--- BEGIN LISTING ---

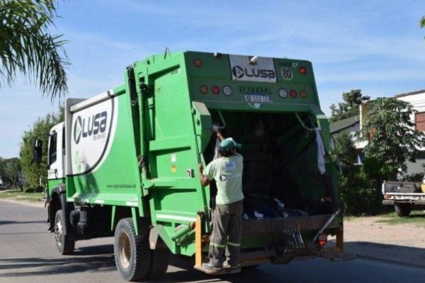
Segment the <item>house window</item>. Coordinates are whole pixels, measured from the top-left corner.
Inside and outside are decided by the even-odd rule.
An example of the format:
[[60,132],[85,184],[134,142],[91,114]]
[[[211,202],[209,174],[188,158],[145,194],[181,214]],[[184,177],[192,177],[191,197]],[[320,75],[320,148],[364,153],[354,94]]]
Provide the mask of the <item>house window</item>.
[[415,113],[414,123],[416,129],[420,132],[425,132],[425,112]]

--- END LISTING ---
--- BEGIN LISTING ---

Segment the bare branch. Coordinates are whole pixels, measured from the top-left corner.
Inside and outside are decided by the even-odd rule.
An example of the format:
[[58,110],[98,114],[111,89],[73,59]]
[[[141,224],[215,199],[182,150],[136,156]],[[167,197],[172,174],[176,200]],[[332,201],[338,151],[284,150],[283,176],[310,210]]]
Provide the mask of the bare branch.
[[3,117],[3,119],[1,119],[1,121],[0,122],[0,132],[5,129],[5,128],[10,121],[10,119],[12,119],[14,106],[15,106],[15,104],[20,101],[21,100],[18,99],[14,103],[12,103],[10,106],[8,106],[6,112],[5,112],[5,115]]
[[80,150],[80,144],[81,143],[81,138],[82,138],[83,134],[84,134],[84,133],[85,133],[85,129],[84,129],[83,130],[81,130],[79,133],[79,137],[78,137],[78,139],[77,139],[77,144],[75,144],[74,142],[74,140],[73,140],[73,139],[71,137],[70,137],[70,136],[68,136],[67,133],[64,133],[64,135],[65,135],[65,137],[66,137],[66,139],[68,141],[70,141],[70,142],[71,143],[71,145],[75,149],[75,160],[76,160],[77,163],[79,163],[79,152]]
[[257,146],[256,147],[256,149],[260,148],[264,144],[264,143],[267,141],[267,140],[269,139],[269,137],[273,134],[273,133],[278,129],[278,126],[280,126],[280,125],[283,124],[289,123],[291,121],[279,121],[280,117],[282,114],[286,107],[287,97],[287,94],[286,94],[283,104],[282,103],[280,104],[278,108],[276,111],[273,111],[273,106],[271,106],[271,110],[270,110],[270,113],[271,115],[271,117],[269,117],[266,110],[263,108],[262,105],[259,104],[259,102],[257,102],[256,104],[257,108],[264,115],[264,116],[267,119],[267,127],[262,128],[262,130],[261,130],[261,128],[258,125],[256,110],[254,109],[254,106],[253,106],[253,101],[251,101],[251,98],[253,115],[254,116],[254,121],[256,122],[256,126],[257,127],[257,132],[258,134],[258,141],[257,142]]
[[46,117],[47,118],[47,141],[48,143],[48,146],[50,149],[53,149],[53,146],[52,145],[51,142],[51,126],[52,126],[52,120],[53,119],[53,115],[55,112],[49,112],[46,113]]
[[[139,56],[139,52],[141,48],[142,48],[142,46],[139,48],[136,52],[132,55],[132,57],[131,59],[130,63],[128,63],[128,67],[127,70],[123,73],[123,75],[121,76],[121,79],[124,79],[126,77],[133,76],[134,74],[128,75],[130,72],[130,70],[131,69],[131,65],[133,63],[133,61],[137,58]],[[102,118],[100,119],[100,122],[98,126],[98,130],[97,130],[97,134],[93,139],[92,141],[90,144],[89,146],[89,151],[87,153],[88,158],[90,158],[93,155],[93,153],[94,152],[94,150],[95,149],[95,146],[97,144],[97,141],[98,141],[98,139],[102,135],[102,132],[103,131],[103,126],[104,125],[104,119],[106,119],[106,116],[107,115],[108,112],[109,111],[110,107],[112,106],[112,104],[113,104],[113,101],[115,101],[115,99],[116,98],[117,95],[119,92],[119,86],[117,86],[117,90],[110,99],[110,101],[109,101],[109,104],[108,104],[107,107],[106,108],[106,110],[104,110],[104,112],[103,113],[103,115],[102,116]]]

--- END LISTING ---
--- BEGIN LISTING ---

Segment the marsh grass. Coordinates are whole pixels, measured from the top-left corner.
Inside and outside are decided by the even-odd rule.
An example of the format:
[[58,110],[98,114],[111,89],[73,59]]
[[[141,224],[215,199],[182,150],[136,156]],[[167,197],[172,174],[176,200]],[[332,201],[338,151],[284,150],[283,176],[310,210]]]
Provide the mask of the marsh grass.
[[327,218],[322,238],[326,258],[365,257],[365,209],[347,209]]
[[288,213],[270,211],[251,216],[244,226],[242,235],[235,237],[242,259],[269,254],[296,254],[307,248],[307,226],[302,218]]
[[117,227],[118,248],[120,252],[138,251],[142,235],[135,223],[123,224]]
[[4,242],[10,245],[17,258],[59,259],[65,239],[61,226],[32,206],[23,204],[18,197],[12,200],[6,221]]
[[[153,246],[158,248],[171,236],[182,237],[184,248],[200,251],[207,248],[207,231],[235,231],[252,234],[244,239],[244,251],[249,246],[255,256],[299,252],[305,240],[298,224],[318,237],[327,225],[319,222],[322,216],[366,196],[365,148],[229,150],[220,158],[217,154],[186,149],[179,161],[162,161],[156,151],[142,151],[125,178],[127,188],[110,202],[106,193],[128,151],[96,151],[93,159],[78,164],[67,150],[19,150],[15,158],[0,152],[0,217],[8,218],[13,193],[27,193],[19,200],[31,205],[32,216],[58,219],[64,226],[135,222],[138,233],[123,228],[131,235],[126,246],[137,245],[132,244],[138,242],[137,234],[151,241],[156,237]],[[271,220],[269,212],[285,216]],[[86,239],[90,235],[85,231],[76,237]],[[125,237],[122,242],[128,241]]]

--- END LISTING ---

- EXERCISE INSTRUCTIONS
Could you copy out, character for character, the stretch of data from the line containing "Segment the <item>house" through the line containing "[[415,113],[414,123],[416,129],[420,132],[425,132],[425,112]]", including both of those lines?

- ANSWER TO THE PROBLEM
Segment the <item>house window</item>. Coordinates are whole pixels, measured from the top-left corner.
Inside and outside are decided by the even-odd rule.
An example of the format:
[[60,132],[85,184],[134,142],[91,114]]
[[[211,202],[209,174],[188,158],[145,194],[181,214]],[[184,177],[192,177],[191,197]],[[320,75],[320,148],[364,153],[354,94]]]
Provide the mask of the <item>house window</item>.
[[415,113],[414,123],[416,129],[420,132],[425,132],[425,112]]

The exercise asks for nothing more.